Try it:
Starting at the line that contains "Query: decaying leaf", restate each line word for word through the final line of the data, keeping both ends.

Input data: Begin

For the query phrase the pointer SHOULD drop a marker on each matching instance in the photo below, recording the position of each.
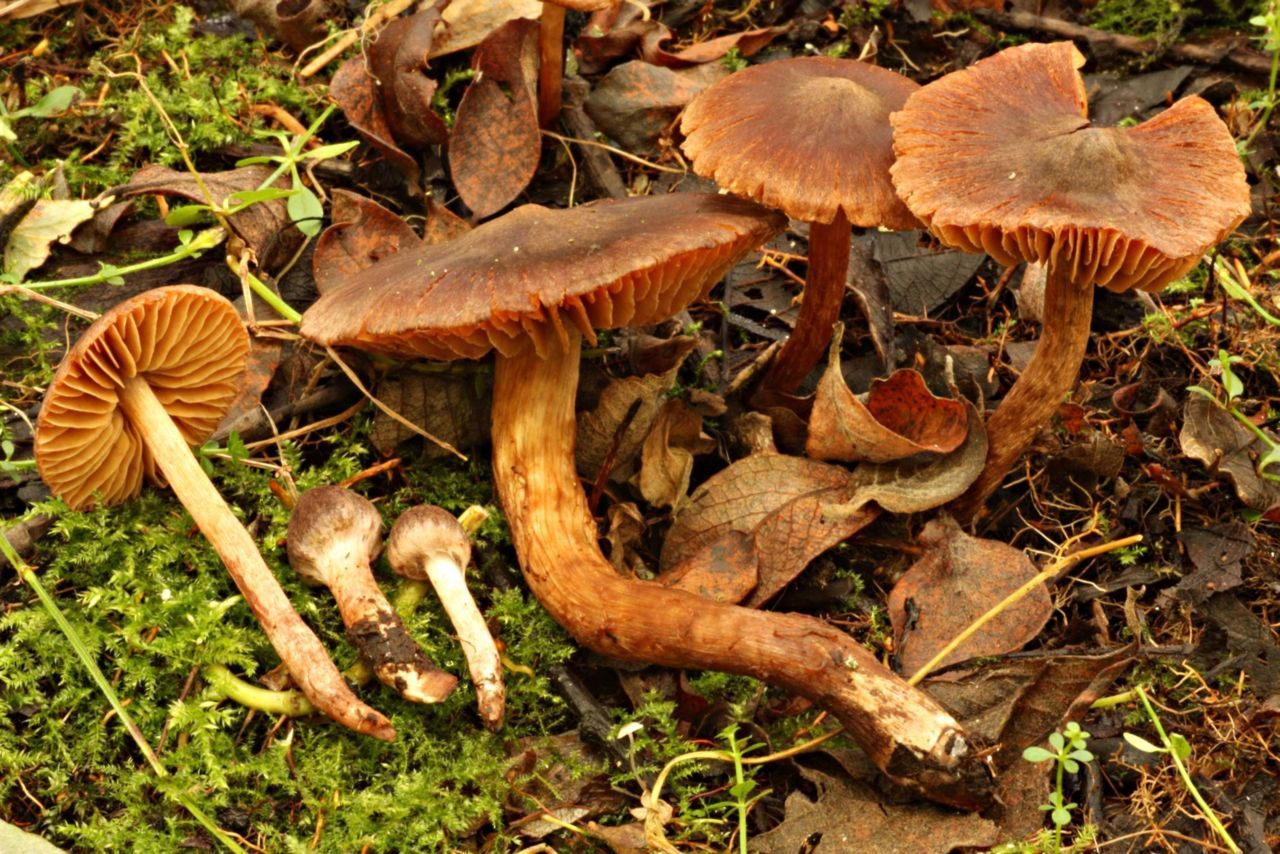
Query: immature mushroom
(333, 537)
(147, 380)
(1000, 158)
(551, 53)
(429, 544)
(808, 136)
(530, 284)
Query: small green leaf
(327, 151)
(1180, 745)
(306, 211)
(1037, 754)
(1139, 743)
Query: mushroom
(810, 137)
(429, 544)
(333, 537)
(1000, 158)
(147, 380)
(551, 53)
(531, 284)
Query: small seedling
(1178, 749)
(1069, 749)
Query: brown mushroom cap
(528, 273)
(807, 136)
(1000, 158)
(187, 342)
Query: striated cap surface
(530, 273)
(187, 342)
(1000, 158)
(807, 136)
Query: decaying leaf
(1018, 703)
(913, 487)
(362, 232)
(451, 406)
(900, 418)
(496, 145)
(265, 227)
(849, 816)
(956, 580)
(636, 101)
(1220, 443)
(725, 570)
(398, 60)
(355, 91)
(48, 222)
(667, 453)
(598, 429)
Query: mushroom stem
(903, 730)
(1036, 396)
(819, 309)
(478, 645)
(551, 65)
(383, 640)
(297, 645)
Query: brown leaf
(850, 816)
(725, 570)
(956, 580)
(449, 406)
(298, 23)
(900, 418)
(598, 429)
(264, 227)
(356, 94)
(781, 502)
(1018, 703)
(667, 453)
(496, 141)
(913, 487)
(636, 101)
(398, 60)
(467, 22)
(1221, 444)
(362, 232)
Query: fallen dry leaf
(1220, 443)
(667, 453)
(362, 232)
(900, 418)
(496, 145)
(956, 580)
(849, 816)
(265, 227)
(398, 60)
(598, 429)
(451, 406)
(355, 91)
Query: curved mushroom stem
(383, 640)
(904, 730)
(478, 644)
(1036, 396)
(819, 310)
(551, 64)
(297, 645)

Input data: End

Response to the exercise:
Query: decaying leaf
(1018, 703)
(913, 487)
(362, 232)
(451, 406)
(900, 418)
(496, 145)
(265, 227)
(849, 816)
(956, 580)
(636, 101)
(1220, 443)
(725, 570)
(398, 60)
(355, 91)
(48, 222)
(667, 453)
(598, 429)
Query: mushroom stem
(903, 730)
(1036, 396)
(819, 309)
(478, 645)
(551, 65)
(383, 640)
(297, 645)
Query: brown leaf
(850, 816)
(725, 570)
(956, 580)
(449, 406)
(298, 23)
(900, 418)
(598, 429)
(264, 227)
(356, 94)
(781, 502)
(1018, 703)
(667, 453)
(496, 141)
(913, 487)
(636, 101)
(398, 60)
(467, 22)
(1221, 444)
(362, 232)
Query: fallen dry leaf
(1220, 443)
(667, 453)
(362, 232)
(900, 418)
(496, 145)
(956, 580)
(849, 816)
(265, 227)
(398, 60)
(598, 429)
(451, 406)
(355, 91)
Query: curved mushroom stem
(383, 640)
(904, 730)
(478, 644)
(1036, 396)
(819, 310)
(551, 64)
(297, 645)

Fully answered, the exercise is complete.